--- DATA FOR THIS TASK Enclosed Below ---

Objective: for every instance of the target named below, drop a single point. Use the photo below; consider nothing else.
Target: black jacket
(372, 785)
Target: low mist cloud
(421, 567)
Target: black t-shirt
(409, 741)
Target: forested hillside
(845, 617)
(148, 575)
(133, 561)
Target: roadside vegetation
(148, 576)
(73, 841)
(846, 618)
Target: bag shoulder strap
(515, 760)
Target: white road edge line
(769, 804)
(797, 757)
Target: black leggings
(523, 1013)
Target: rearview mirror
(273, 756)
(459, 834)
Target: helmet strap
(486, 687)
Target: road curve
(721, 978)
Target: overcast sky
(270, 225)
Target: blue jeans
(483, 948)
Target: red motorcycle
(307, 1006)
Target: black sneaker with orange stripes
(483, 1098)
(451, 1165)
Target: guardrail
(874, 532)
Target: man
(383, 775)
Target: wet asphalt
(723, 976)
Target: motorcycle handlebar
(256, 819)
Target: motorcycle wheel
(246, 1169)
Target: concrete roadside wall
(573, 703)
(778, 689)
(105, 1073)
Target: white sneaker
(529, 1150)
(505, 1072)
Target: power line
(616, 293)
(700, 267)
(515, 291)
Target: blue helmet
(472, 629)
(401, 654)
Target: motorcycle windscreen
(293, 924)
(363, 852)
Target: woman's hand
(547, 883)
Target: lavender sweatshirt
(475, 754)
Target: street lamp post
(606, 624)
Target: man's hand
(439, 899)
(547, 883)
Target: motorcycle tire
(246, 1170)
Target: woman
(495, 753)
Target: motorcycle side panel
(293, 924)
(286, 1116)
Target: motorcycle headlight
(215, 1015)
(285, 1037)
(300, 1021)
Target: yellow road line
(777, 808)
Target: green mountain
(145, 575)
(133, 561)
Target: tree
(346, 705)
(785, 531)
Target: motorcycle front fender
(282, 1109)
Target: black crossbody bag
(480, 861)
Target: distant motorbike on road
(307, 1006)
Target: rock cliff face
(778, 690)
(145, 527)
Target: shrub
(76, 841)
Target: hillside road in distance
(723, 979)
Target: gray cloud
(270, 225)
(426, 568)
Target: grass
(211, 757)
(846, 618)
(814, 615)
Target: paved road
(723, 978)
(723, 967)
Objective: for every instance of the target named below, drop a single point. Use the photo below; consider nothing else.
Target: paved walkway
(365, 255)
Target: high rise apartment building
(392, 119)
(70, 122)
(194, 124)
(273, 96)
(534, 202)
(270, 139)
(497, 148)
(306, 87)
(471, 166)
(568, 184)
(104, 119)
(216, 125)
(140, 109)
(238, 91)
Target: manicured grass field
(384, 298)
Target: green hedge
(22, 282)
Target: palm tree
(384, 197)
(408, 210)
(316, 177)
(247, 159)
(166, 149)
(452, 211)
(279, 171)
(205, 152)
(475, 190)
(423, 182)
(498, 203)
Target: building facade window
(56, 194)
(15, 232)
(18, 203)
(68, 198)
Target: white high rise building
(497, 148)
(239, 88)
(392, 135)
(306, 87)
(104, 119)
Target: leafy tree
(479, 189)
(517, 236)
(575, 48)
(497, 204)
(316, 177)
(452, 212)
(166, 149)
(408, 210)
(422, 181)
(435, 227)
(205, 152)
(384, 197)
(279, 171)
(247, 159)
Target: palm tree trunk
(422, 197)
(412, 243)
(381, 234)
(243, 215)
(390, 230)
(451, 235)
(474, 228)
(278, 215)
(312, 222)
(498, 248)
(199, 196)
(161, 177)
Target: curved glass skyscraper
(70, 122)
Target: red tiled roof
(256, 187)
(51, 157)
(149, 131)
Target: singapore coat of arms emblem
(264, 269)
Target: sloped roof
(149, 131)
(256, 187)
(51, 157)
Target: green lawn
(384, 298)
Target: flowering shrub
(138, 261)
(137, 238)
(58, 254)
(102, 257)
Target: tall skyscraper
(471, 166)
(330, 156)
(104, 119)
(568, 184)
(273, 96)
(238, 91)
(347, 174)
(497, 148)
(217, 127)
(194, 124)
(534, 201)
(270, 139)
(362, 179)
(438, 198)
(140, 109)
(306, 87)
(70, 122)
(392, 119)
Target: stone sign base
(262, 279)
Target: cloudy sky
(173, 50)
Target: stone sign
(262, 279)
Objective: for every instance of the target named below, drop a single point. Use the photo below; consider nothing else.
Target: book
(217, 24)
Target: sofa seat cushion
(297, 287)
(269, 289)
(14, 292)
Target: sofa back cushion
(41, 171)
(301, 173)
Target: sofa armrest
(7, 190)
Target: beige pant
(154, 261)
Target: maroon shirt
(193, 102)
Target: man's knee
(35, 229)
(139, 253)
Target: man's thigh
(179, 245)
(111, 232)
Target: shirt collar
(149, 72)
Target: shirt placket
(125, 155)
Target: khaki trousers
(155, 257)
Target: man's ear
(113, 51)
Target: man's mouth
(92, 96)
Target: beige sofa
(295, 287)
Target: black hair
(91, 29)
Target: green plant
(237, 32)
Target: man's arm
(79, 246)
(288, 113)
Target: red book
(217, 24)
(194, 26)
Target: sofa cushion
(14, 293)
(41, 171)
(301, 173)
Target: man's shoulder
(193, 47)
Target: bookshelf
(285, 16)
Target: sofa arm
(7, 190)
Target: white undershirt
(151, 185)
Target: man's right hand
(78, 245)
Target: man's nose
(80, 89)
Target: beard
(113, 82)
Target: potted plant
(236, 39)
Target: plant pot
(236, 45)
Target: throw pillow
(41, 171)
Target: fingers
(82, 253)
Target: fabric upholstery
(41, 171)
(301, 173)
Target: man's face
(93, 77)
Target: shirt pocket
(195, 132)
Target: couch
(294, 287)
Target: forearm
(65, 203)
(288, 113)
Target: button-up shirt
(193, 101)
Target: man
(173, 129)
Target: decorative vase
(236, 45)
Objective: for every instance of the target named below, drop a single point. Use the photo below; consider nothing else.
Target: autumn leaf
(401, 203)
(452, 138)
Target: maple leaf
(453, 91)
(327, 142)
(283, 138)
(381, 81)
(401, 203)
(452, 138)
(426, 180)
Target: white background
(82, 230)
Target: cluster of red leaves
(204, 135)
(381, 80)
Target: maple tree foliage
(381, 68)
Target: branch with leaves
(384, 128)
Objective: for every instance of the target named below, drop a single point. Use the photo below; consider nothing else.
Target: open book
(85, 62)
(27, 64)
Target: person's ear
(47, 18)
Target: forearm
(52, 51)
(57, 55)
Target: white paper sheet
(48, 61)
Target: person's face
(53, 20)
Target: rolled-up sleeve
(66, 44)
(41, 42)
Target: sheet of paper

--- End of Enclosed DATA FOR THIS TASK ---

[EXERCISE INSTRUCTIONS]
Top to bottom, set down the whole listing exactly.

[COMPLETED EXERCISE]
Objective: for every instance of the target named below, drop a single point. Use the photo below; consider nothing else.
Target: black jacket
(372, 785)
Target: low mist cloud
(421, 567)
Target: black t-shirt
(409, 741)
Target: forested hillside
(845, 617)
(148, 575)
(133, 561)
Target: roadside vegetation
(148, 576)
(73, 841)
(846, 618)
Target: bag shoulder strap
(515, 760)
Target: white road edge line
(769, 804)
(797, 757)
Target: black leggings
(523, 1013)
Target: rearview mirror
(273, 756)
(459, 834)
Target: helmet strap
(486, 687)
Target: road curve
(721, 978)
Target: overcast sky
(270, 225)
Target: blue jeans
(483, 948)
Target: red motorcycle
(307, 1006)
Target: black sneaker with orange stripes
(483, 1098)
(451, 1165)
Target: guardrail
(874, 532)
Target: man
(383, 775)
Target: wet asphalt
(723, 976)
Target: motorcycle handlebar
(256, 819)
Target: motorcycle wheel
(246, 1169)
Target: concrete roadside wall
(573, 703)
(778, 689)
(105, 1073)
Target: white sneaker
(529, 1150)
(505, 1072)
Target: power line
(616, 293)
(700, 267)
(515, 291)
Target: blue helmet
(472, 629)
(401, 654)
Target: motorcycle windscreen
(293, 924)
(363, 852)
Target: woman's hand
(547, 883)
Target: lavender sweatshirt
(475, 754)
Target: street lamp post
(606, 624)
Target: man's hand
(439, 899)
(547, 883)
Target: motorcycle tire
(246, 1170)
Target: woman
(495, 753)
Target: motorcycle side panel
(293, 924)
(286, 1116)
Target: motorcycle headlight
(215, 1015)
(285, 1037)
(300, 1021)
Target: yellow road line
(777, 808)
Target: green mountain
(145, 575)
(133, 561)
Target: tree
(346, 705)
(785, 531)
Target: motorcycle front fender
(282, 1109)
Target: black crossbody bag
(480, 861)
Target: distant motorbike on road
(307, 1006)
Target: rock cliff face
(778, 690)
(145, 527)
Target: shrub
(76, 841)
Target: hillside road in distance
(723, 979)
Target: gray cloud
(270, 225)
(426, 568)
Target: grass
(211, 757)
(846, 618)
(814, 615)
Target: paved road
(723, 978)
(723, 967)
Objective: for every instance of the target named below, drop a single point. Use the photo below; consider nothing else.
Target: paved walkway
(365, 255)
Target: high rise apartment building
(392, 119)
(70, 122)
(194, 124)
(273, 96)
(534, 202)
(270, 139)
(497, 148)
(306, 87)
(471, 166)
(568, 184)
(104, 119)
(216, 125)
(140, 109)
(238, 91)
Target: manicured grass field
(384, 298)
Target: green hedge
(22, 282)
Target: palm tree
(384, 197)
(408, 210)
(316, 177)
(247, 159)
(166, 149)
(452, 211)
(279, 171)
(205, 152)
(475, 190)
(423, 182)
(498, 203)
Target: building facade window
(56, 194)
(15, 232)
(18, 203)
(68, 198)
Target: white high rise building
(497, 148)
(239, 88)
(392, 135)
(306, 87)
(104, 119)
Target: leafy tree
(479, 189)
(517, 236)
(575, 48)
(497, 204)
(316, 177)
(452, 212)
(166, 149)
(408, 210)
(422, 181)
(435, 227)
(205, 152)
(384, 197)
(279, 171)
(247, 159)
Target: palm tree trunk
(422, 197)
(412, 243)
(381, 234)
(243, 215)
(390, 230)
(451, 235)
(474, 228)
(278, 215)
(312, 222)
(498, 248)
(199, 196)
(161, 177)
Target: curved glass skyscraper
(70, 122)
Target: red tiled roof
(256, 187)
(51, 157)
(149, 131)
Target: singapore coat of arms emblem
(264, 269)
Target: sloped roof
(149, 131)
(256, 187)
(51, 157)
Target: green lawn
(384, 298)
Target: flowering shrub
(138, 261)
(137, 238)
(58, 254)
(102, 257)
Target: tall skyscraper
(471, 166)
(330, 156)
(104, 119)
(568, 184)
(273, 96)
(238, 91)
(347, 174)
(497, 148)
(217, 127)
(194, 124)
(534, 201)
(270, 139)
(362, 179)
(438, 198)
(140, 109)
(306, 87)
(70, 122)
(392, 119)
Target: stone sign base
(262, 279)
Target: cloudy sky
(173, 50)
Target: stone sign
(262, 279)
Objective: for every instance of the target named below, drop a single point. Use the photo below; consider nothing else.
Target: book
(217, 24)
Target: sofa seat cushion
(297, 287)
(269, 289)
(14, 292)
Target: sofa back cushion
(41, 171)
(301, 173)
Target: sofa armrest
(7, 190)
Target: beige pant
(154, 261)
Target: maroon shirt
(193, 102)
Target: man's knee
(35, 229)
(139, 253)
Target: man's thigh
(179, 245)
(111, 232)
Target: shirt collar
(149, 72)
Target: shirt placket
(125, 155)
Target: khaki trousers
(155, 257)
Target: man's ear
(113, 51)
Target: man's mouth
(92, 96)
Target: beige sofa
(295, 287)
Target: black hair
(91, 29)
Target: green plant
(237, 32)
Target: man's arm
(79, 246)
(288, 113)
Target: red book
(217, 24)
(194, 26)
Target: sofa cushion
(14, 293)
(41, 171)
(301, 173)
Target: man's shoulder
(193, 47)
Target: bookshelf
(285, 16)
Target: sofa arm
(7, 190)
Target: white undershirt
(151, 185)
Target: man's right hand
(78, 245)
Target: man's nose
(80, 89)
Target: beard
(113, 82)
Target: potted plant
(236, 39)
Target: plant pot
(236, 45)
Target: throw pillow
(41, 171)
Target: fingers
(82, 253)
Target: fabric upholstery
(41, 171)
(301, 173)
Target: man's face
(93, 77)
Target: shirt pocket
(195, 132)
Target: couch
(294, 287)
Target: forearm
(65, 203)
(288, 113)
Target: button-up shirt
(193, 101)
Target: man
(173, 129)
Target: decorative vase
(236, 45)
Objective: for every instance of the target named below, drop a single point. Use the photo below; consider nothing else.
Target: autumn leaf
(401, 203)
(452, 138)
Target: maple leaf
(453, 91)
(327, 142)
(283, 138)
(381, 81)
(401, 203)
(452, 138)
(426, 180)
Target: white background
(82, 230)
Target: cluster of red leaves
(204, 135)
(381, 80)
Target: maple tree foliage
(381, 68)
Target: branch with leaves
(384, 128)
Objective: for every instance of the target named below, drop a single point. Use the photo below; consider nothing else.
Target: open book
(85, 62)
(27, 64)
Target: person's ear
(47, 18)
Target: forearm
(52, 51)
(57, 55)
Target: white paper sheet
(48, 61)
Target: person's face
(53, 20)
Target: rolled-up sleeve
(66, 44)
(41, 42)
Target: sheet of paper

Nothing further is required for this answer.